Rewrite the lines from the one containing "Target: building roof" through the end of the rows, both ends included, substituting "locator" for "pointer" and leaving everything else unchanged.
-- Begin Provided records --
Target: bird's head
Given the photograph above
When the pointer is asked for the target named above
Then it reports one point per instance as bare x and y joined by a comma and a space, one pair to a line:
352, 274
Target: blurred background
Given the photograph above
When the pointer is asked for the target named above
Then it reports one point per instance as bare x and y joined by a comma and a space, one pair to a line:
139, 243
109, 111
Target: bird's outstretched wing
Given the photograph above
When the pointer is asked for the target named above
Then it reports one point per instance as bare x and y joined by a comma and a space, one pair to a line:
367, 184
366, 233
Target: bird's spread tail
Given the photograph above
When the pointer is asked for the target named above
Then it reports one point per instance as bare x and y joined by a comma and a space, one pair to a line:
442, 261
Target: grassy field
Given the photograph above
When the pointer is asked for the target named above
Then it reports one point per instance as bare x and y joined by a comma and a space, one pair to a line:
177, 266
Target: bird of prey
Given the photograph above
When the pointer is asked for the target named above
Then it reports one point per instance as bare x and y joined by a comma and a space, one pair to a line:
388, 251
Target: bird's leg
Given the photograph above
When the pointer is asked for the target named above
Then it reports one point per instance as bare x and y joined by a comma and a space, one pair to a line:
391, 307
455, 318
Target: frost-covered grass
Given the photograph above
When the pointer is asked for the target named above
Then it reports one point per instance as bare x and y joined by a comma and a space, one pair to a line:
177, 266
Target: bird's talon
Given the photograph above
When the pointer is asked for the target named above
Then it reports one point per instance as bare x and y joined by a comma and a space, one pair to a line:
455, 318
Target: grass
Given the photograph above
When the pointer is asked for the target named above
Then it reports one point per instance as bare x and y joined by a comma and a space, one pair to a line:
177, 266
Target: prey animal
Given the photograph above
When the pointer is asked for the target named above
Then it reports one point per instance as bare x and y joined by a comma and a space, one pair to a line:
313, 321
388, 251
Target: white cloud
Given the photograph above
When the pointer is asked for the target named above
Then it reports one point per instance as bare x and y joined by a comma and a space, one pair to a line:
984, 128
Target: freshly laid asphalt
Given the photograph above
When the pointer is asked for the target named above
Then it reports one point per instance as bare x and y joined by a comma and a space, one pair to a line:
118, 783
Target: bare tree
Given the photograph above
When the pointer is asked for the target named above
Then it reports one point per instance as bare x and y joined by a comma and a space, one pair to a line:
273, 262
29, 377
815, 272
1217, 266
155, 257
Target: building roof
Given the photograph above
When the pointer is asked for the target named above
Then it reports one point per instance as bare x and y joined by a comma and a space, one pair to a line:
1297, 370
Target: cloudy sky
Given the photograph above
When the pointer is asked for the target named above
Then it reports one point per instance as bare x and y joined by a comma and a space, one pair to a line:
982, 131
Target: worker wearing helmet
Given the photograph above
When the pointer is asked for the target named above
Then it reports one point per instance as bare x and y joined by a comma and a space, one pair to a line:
-- End Provided records --
— Result —
Target: building roof
Given the photograph above
When the locator is asked for the target named above
Then it reports one point per instance as bare x and y joined by a comma and a space, one pair to a line:
1297, 370
Target: cloudy sky
Given the photograph above
When the locator is asked for the target named above
Then it reports one point per instance as bare x and y joined by a comma and a space, one pair to a line:
982, 131
Target: worker wearing helmet
Given the photograph above
When the locator is asked for the target named above
Then it reports one point per instance as bare x and y joined by a comma and a space, one pair to a line:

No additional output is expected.